— Text to read —
________________________

Backing the Best of British

Published on 16th October 2020
Author George Dodds

It’s just days away now. The shortest season even in the sometimes less than straightforward history of Berwick Speedway will finally start – and finish – on Wednesday night.

As we headed for home on September 7, 2019, buzzing after an amazing double header which saw Scotland’s finest sliced and diced, still gobsmacked at the Glasgow team manager’s sportsmanship, agog at Jye’s ability to bounce out of the funbags and sniggering at Dick Barrie being schooled by an irate Rory little did we know that it would be over 13 months until the bikes returned competitively.

For the third successive season Shielfield stages the British Under-21 final – in all likelihood live and exclusive via the wonders of modern technology.

Two of Wednesday night’s favourites – Dan Bewley and Drew Kemp – are due to join age group graduate and three times champion Robert Lambert for Great Britain’s Speedway of Nations quest in Poland this weekend.

________________________

— Entries supplied —

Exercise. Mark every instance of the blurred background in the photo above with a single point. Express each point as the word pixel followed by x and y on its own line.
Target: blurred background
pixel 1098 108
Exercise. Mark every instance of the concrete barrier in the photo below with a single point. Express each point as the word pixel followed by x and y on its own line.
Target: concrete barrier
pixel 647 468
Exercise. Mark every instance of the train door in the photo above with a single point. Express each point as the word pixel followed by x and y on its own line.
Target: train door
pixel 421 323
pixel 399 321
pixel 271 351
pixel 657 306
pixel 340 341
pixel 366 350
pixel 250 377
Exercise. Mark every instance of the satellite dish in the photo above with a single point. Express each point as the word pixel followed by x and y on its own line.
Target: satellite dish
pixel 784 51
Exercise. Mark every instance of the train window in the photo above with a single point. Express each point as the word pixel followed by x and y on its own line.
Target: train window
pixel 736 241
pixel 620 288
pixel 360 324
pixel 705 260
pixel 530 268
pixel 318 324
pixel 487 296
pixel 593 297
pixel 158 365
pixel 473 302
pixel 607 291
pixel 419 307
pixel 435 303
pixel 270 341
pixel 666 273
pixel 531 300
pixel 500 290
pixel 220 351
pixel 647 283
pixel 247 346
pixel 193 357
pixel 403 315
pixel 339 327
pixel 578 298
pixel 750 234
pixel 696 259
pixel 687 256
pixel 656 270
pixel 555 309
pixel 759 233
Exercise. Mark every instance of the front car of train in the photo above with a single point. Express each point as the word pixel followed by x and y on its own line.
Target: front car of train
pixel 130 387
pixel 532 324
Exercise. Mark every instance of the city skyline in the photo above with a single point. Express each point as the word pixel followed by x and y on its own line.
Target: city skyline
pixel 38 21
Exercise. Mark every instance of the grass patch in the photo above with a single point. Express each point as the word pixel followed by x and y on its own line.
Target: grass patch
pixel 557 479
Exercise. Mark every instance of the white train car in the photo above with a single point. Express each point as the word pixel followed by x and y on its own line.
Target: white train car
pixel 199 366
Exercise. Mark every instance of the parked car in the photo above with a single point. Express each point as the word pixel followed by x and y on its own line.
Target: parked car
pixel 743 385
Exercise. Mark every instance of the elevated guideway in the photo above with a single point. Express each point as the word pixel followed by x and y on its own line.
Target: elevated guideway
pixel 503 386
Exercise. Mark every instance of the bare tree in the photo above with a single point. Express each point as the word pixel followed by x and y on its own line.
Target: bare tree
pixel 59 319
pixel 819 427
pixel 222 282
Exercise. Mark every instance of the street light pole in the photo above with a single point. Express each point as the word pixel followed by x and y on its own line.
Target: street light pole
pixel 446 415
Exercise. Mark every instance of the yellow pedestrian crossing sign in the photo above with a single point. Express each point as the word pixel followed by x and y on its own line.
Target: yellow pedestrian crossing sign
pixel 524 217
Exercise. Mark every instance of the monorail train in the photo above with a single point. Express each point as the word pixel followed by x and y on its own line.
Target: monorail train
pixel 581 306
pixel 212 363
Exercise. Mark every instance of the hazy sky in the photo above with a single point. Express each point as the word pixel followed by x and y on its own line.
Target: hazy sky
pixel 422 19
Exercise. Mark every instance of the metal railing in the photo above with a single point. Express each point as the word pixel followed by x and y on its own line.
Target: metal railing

________________________

— What this exercise asks —
A) Copy the speedway article word for word, from "Two of Wednesday" through "Poland this weekend.", inclusive.
B) Continue the speedway article from the point where it stops.

— Expected answers —
A)
Two of Wednesday night’s favourites – Dan Bewley and Drew Kemp – are due to join age group graduate and three times champion Robert Lambert for Great Britain’s Speedway of Nations quest in Poland this weekend.

B)
Kemp’s inclusion in place of the injured Tai Woffinden drew criticism – but is it possible to take seriously keyboard warriors who on one hand decry his selection and then offer Rory Schlein and Jason Crump as “better” alternatives?

Even putting aside the fact that they are semi-retired Australians benefitting from the convenience of British licences they have managed a grand total of one competitive meeting apiece. To expect them to be fit enough and have the equipment to compete in a field with a full season of GP, Polish and Swedish league under their belts is laughable. That also rules out the likes of Stevie Worrall, Richard Lawson and Chris Harris.

Kemp along with Tom Brennan, Jordan Palin and Anders Rowe has taken opportunities presented to them in a season largely raced out in central Europe and are the best prepared to take the step up onto the world stage. It looks like whoever selected the GB team for once chose form, fitness and readiness over past reputation. Long may that continue.

The original trio of Woffinden, Lambert and Bewley would have been expected to make it onto the podium at the very least. Without Woffinden it’s two in-form twenty somethings and the best of an exciting crop of young talent.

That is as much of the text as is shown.